● **Requirement**
Write out all of the entries below word for word.
--------------------------------------------------
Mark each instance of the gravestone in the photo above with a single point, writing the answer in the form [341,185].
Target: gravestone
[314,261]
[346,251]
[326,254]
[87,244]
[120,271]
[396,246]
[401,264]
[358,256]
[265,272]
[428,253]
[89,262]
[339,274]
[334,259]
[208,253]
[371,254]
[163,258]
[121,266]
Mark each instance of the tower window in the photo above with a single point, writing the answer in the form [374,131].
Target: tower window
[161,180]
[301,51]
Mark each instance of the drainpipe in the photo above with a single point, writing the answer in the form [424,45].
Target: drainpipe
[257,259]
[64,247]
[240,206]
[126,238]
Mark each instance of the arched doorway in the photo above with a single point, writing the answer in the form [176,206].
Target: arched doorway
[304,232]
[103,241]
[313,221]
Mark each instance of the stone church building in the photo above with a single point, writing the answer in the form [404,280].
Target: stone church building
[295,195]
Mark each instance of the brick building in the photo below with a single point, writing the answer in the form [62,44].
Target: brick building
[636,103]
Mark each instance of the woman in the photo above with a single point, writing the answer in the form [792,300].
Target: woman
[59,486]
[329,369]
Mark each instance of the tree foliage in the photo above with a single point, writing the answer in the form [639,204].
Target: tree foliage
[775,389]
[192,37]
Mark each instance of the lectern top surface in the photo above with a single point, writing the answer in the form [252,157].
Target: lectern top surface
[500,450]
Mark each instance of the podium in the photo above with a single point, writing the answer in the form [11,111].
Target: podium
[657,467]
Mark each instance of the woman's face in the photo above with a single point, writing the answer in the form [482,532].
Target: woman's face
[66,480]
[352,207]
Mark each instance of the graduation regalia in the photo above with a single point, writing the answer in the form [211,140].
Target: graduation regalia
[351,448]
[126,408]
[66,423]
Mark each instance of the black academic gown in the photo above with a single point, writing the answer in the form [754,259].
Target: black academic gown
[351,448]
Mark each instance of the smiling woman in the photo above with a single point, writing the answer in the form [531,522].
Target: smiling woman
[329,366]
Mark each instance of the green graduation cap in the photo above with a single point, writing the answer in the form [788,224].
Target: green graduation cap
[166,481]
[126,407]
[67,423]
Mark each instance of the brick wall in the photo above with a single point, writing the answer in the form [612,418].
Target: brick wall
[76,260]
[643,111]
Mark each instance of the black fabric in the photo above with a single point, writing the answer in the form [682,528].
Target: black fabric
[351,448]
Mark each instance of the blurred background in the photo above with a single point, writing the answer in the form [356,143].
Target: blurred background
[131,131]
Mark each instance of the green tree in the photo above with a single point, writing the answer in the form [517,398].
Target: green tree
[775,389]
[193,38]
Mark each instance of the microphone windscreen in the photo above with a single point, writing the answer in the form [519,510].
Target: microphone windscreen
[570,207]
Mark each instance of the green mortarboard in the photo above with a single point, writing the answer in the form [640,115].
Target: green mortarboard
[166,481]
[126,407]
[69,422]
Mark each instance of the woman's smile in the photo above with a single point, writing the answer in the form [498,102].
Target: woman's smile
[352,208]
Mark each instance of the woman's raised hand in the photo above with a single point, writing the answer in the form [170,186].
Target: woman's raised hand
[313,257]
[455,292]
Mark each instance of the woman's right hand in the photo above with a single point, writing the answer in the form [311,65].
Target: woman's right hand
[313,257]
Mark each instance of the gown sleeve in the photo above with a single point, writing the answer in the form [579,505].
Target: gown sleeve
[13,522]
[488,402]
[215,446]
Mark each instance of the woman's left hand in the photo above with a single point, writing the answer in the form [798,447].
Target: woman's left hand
--------------------------------------------------
● **Your response**
Mark each instance of the gravestone in the photo above with a single point, writing the answer in the form [341,185].
Target: gravestone
[314,261]
[346,251]
[326,254]
[87,244]
[120,271]
[396,246]
[401,264]
[358,256]
[265,272]
[428,253]
[89,262]
[339,274]
[334,259]
[208,253]
[371,254]
[163,258]
[121,266]
Mark each instance of the tower window in the photo above with a single point, writing the answer in the form [374,131].
Target: tower window
[161,180]
[301,51]
Mark each instance of the drainpipe in the photo above with a single point, writing the answer in the form [424,45].
Target: drainpipe
[257,259]
[64,247]
[240,206]
[126,238]
Mark each instance of the arched doorway in the photo above with a single point, writing the answer in the form [176,206].
Target: arched doorway
[304,232]
[103,241]
[313,221]
Mark each instance of the stone church building in the photo above with a single point, writing the answer in the form [404,280].
Target: stone church building
[295,195]
Mark each instance of the brick building in the photo below with a single point, writing the answer in the form [62,44].
Target: brick building
[636,103]
Mark each instance of the woman in the photo above with a single point, writing the answer in the form [792,300].
Target: woman
[59,486]
[329,369]
Mark each instance of the tree foliage in the photo above with a single point, writing the answer in the form [639,204].
Target: tree foliage
[775,389]
[192,37]
Mark each instance of the lectern top surface in the photo above with a single point, writing the answer in the form [252,157].
Target: lectern top surface
[500,450]
Mark each instance of the podium in the photo above with a single point, writing the answer in the form [11,111].
Target: podium
[657,467]
Mark each instance of the woman's face in the photo above with a single point, writing the answer in the form [482,532].
Target: woman's face
[66,480]
[352,207]
Mark each instance of the graduation regalia in the photo above with a single point, writing the answer in the form [211,140].
Target: graduation regalia
[351,448]
[126,408]
[66,423]
Mark each instance of the black academic gown in the photo above with a single point, writing the answer in the form [754,259].
Target: black academic gown
[351,448]
Mark each instance of the smiling woman in the photo above with a single point, writing the answer in the form [531,522].
Target: smiling woman
[329,366]
Mark each instance of the green graduation cap in the photo above with a single point, writing the answer in the form [788,224].
Target: green graduation cap
[166,481]
[126,407]
[67,423]
Mark each instance of the brick wall in the photo above with a single point, writing the answer in the form [612,418].
Target: brick wall
[76,260]
[643,111]
Mark each instance of the black fabric in the photo above with a single point, writing the answer in the form [682,528].
Target: black fabric
[351,448]
Mark each instance of the blurred background in the photo above with a single point, writing the answer in the form [356,143].
Target: blurred background
[131,131]
Mark each instance of the green tree in the photo above with a single point, writing the answer in the form [517,398].
Target: green tree
[775,389]
[193,38]
Mark each instance of the microphone windscreen in the photo above with a single point, writing the answer in the form [519,510].
Target: microphone windscreen
[570,207]
Mark each instance of the green mortarboard in the photo above with a single point, writing the answer in the form [640,115].
Target: green mortarboard
[166,481]
[126,407]
[69,422]
Mark each instance of the woman's smile in the photo above with a single point, writing the answer in the form [498,102].
Target: woman's smile
[352,208]
Mark each instance of the woman's raised hand in the photo above with a single point, writing the answer in the form [170,186].
Target: woman's raised hand
[313,257]
[455,292]
Mark each instance of the woman's right hand in the photo above with a single point, writing the answer in the form [311,65].
Target: woman's right hand
[313,257]
Mark each instance of the gown sleeve in the photo above with a single point, writing the answer in the form [579,505].
Target: gown sleeve
[13,522]
[488,402]
[215,446]
Mark each instance of the woman's left hand in the photo above with a single point, writing the answer in the form [798,447].
Target: woman's left hand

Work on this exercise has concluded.